What you should do:
Reproduce the listing below word for word, with no pictures.

━━━━━━━━━━━━━━━━━━━━━━━━━━━━━━

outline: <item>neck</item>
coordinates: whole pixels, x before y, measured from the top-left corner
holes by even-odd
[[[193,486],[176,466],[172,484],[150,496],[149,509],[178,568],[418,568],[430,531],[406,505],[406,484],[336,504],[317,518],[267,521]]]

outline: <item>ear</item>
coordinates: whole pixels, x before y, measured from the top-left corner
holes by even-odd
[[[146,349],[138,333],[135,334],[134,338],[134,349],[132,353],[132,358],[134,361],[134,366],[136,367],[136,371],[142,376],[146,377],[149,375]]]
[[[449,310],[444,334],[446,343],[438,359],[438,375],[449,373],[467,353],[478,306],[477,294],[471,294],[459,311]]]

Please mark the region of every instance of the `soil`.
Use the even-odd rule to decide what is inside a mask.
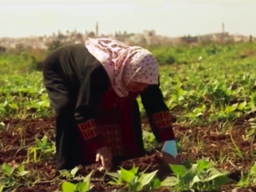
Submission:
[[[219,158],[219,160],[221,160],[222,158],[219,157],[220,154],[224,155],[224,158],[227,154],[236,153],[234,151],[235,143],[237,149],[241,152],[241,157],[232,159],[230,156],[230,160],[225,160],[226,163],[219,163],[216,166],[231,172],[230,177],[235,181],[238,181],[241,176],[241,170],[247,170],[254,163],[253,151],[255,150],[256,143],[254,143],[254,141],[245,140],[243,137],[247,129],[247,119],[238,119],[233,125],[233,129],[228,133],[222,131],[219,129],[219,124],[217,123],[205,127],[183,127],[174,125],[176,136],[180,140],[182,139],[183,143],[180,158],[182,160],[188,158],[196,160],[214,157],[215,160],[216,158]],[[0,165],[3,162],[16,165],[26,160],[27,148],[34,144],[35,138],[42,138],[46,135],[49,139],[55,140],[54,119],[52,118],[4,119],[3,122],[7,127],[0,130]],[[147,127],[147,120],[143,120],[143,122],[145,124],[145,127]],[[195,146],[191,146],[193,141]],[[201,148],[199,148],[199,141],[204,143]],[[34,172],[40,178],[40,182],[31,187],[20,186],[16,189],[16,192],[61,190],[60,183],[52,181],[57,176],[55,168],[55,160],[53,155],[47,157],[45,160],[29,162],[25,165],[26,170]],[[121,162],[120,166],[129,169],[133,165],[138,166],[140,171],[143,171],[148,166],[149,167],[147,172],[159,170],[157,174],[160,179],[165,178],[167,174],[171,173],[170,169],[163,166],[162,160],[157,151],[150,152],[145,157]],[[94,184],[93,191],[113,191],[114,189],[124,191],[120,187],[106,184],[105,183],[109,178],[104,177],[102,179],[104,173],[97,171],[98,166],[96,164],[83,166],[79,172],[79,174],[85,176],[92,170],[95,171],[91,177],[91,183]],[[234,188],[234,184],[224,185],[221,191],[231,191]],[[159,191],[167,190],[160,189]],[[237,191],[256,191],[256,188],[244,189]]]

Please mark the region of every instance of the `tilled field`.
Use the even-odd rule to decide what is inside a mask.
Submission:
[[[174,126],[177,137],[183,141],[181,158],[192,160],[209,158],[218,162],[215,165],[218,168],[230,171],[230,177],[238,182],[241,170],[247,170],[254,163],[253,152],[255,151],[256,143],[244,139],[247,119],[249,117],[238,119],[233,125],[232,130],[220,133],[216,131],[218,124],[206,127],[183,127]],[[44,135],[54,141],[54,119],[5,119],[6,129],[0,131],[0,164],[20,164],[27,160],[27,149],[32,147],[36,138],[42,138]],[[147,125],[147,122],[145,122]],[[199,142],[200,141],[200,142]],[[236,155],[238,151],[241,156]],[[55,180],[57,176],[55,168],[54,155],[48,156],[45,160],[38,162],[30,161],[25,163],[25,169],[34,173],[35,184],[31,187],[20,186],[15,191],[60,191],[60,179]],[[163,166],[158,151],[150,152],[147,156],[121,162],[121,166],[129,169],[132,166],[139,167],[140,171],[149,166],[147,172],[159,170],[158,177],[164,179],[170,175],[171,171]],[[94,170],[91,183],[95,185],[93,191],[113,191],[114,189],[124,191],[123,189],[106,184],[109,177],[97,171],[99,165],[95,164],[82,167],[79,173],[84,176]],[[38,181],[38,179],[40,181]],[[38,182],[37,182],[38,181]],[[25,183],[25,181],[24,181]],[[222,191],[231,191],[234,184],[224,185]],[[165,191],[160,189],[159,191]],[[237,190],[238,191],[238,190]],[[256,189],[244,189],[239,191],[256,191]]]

━━━━━━━━━━━━━━━━━━━━━━━━━━━━━━

Response to the task:
outline: <item>neck</item>
coordinates: whole pixels, x before y, measured from the top-left corner
holes by even-odd
[[[193,486],[176,466],[172,484],[150,496],[149,509],[178,568],[418,568],[430,531],[406,505],[406,484],[336,504],[317,518],[267,521]]]

outline: <item>ear</item>
coordinates: whole pixels, x before y, measured from the top-left corner
holes by even-odd
[[[146,349],[138,333],[135,334],[134,338],[134,349],[132,353],[132,358],[134,361],[134,366],[136,367],[136,371],[142,376],[146,377],[149,375]]]
[[[449,310],[444,334],[446,343],[438,359],[438,375],[449,373],[467,353],[478,306],[477,294],[471,294],[459,311]]]

Please mark the region of every instance of the `soil`.
Use the even-odd rule to decide what is inside a mask.
Submission:
[[[219,158],[219,160],[221,160],[222,158],[219,157],[220,154],[224,155],[224,158],[227,154],[236,153],[234,151],[235,143],[237,149],[241,152],[241,157],[232,159],[230,156],[230,160],[225,160],[226,163],[219,163],[216,166],[231,172],[230,177],[235,181],[238,181],[241,176],[241,170],[247,170],[254,163],[253,151],[255,150],[256,143],[254,143],[254,141],[245,140],[243,137],[247,129],[247,119],[238,119],[233,125],[233,129],[228,133],[222,131],[219,129],[219,124],[217,123],[205,127],[183,127],[174,125],[176,136],[180,140],[182,139],[183,143],[180,158],[182,160],[188,158],[196,160],[214,157],[215,160],[216,158]],[[0,165],[3,162],[16,165],[26,160],[27,148],[34,144],[35,138],[42,138],[46,135],[49,139],[55,140],[54,119],[52,118],[4,119],[3,122],[7,127],[0,130]],[[147,127],[147,120],[143,120],[143,122],[145,124],[145,127]],[[195,146],[191,146],[193,141]],[[201,148],[199,148],[199,141],[204,143]],[[34,172],[40,178],[40,182],[31,187],[20,186],[16,189],[16,192],[61,190],[60,183],[52,181],[57,176],[55,168],[55,160],[53,155],[47,157],[45,160],[29,162],[25,165],[26,170]],[[121,162],[120,166],[129,169],[133,165],[138,166],[140,171],[143,171],[148,166],[149,167],[147,172],[159,170],[157,174],[160,179],[165,178],[167,174],[171,173],[170,169],[163,166],[162,160],[157,151],[150,152],[145,157]],[[94,184],[93,191],[113,191],[114,189],[124,191],[120,187],[106,184],[105,183],[109,178],[104,177],[102,179],[104,173],[97,171],[98,166],[96,164],[83,166],[79,172],[79,174],[85,176],[92,170],[95,171],[91,177],[91,183]],[[234,188],[234,184],[224,185],[221,191],[231,191]],[[159,191],[167,190],[160,189]],[[237,191],[256,191],[256,188],[244,189]]]

Please mark the region of every instance of the `tilled field`.
Use the even-odd rule to decide what is inside a mask.
Submission:
[[[174,126],[177,137],[183,141],[181,158],[192,160],[209,158],[218,162],[215,165],[218,168],[230,171],[230,177],[238,182],[241,170],[247,170],[254,163],[253,152],[255,151],[256,143],[244,139],[247,119],[249,117],[238,119],[233,125],[232,130],[220,133],[216,131],[218,124],[206,127],[183,127]],[[44,135],[54,141],[54,119],[5,119],[6,129],[0,131],[0,164],[20,164],[27,160],[27,149],[32,147],[36,138],[42,138]],[[147,125],[147,122],[145,122]],[[199,142],[200,141],[200,142]],[[236,155],[238,151],[241,156]],[[55,180],[57,176],[55,168],[54,155],[48,156],[45,160],[38,162],[30,161],[25,163],[25,169],[34,173],[35,184],[31,187],[20,186],[15,191],[60,191],[60,179]],[[163,166],[158,151],[150,152],[147,156],[121,162],[121,166],[129,169],[132,166],[139,167],[140,171],[149,166],[147,172],[159,170],[158,177],[164,179],[170,175],[171,171]],[[94,170],[91,183],[95,185],[93,191],[113,191],[114,189],[124,191],[123,189],[106,184],[109,177],[97,171],[99,165],[95,164],[82,167],[79,173],[84,176]],[[38,181],[38,179],[40,181]],[[38,182],[37,182],[38,181]],[[25,183],[25,181],[24,181]],[[222,191],[231,191],[234,184],[224,185]],[[165,191],[160,189],[159,191]],[[237,190],[238,191],[238,190]],[[256,189],[244,189],[239,191],[256,191]]]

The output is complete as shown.